**Work order:** All of the data that appears below is to be given again precisely as written.

[Stored data entries]
====================

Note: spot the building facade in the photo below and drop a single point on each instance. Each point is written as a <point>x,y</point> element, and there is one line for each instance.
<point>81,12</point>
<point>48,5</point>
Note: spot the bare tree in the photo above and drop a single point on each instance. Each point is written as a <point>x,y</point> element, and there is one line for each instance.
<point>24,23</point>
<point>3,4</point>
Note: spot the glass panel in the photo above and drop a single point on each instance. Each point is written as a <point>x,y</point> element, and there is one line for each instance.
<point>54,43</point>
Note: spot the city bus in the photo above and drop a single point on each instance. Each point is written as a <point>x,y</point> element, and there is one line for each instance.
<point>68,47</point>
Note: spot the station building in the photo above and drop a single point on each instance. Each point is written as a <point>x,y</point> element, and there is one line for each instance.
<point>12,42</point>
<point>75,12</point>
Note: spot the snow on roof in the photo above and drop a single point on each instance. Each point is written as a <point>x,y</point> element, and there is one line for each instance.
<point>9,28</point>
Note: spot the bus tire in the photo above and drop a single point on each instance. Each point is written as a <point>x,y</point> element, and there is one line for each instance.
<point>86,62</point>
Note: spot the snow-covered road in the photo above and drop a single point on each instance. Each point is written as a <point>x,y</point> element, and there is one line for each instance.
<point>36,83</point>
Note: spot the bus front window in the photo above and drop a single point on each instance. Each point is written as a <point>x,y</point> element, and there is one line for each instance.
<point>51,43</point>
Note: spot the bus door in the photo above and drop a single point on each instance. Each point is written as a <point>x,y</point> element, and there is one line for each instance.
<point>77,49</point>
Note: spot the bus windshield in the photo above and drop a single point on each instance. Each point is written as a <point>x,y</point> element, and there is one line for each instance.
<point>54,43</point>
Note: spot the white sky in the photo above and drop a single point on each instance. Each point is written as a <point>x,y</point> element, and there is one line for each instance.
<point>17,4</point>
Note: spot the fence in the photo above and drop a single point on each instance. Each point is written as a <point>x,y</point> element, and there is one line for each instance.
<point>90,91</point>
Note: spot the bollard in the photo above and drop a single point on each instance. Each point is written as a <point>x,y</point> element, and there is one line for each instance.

====================

**Written solution:**
Note: spot the building facade in the photo below and drop a single point on each instance. Each point is written as a <point>x,y</point> element, and there is one line for each instance.
<point>81,12</point>
<point>48,5</point>
Note: spot the bare tree in the photo above and drop a single point on each instance. Each point is written as a <point>x,y</point> element, and there is one line for each instance.
<point>24,23</point>
<point>3,4</point>
Note: spot the glass panel in the photo above and drop a single point on each instance. Each point is written as a <point>x,y</point> element, and there is one line for each instance.
<point>54,43</point>
Note: spot the city bus in the photo above and drop a single point on each instance. Each point is written as a <point>x,y</point> element, and there is one line for each instance.
<point>68,47</point>
Note: spot the station building in the photo above and drop a single point on each instance. Each point is written as a <point>x,y</point> element, and there is one line for each instance.
<point>12,42</point>
<point>75,12</point>
Note: spot the snow on roof in the photo above and drop a single point on each instance. Each point is written as a <point>x,y</point> element, and there is one line for each instance.
<point>9,28</point>
Note: spot the bus tire in the photo above and drop a single point on each instance. Each point is written as a <point>x,y</point> element, and there is one line for each instance.
<point>86,62</point>
Note: spot the snow-covered road in the photo above and drop a single point on each instance. Each point is written as a <point>x,y</point> element, and there is one line for each instance.
<point>36,83</point>
Note: spot the bus front window in the photo above and drop a single point on each instance. Each point is written as a <point>x,y</point> element, and there is one line for each instance.
<point>51,43</point>
Note: spot the bus door in the photo above and drop a single point on each instance. Each point is written as a <point>x,y</point> element, and there is one line for each instance.
<point>77,49</point>
Note: spot the bus windshield in the photo above and drop a single point on each instance. Each point is written as a <point>x,y</point> element, and there is one line for each instance.
<point>54,43</point>
Note: spot the white sky in the photo above and drop a single point on each instance. Each point is written as a <point>x,y</point> element, and there is one line for each instance.
<point>17,4</point>
Note: spot the fence in the photo above and drop a single point on each instance. Each point is written as a <point>x,y</point> element, and there is one line for each instance.
<point>90,91</point>
Note: spot the bollard in the photo above and drop a single point on each instance. Each point is written as a <point>x,y</point> element, and there is one line for each instance.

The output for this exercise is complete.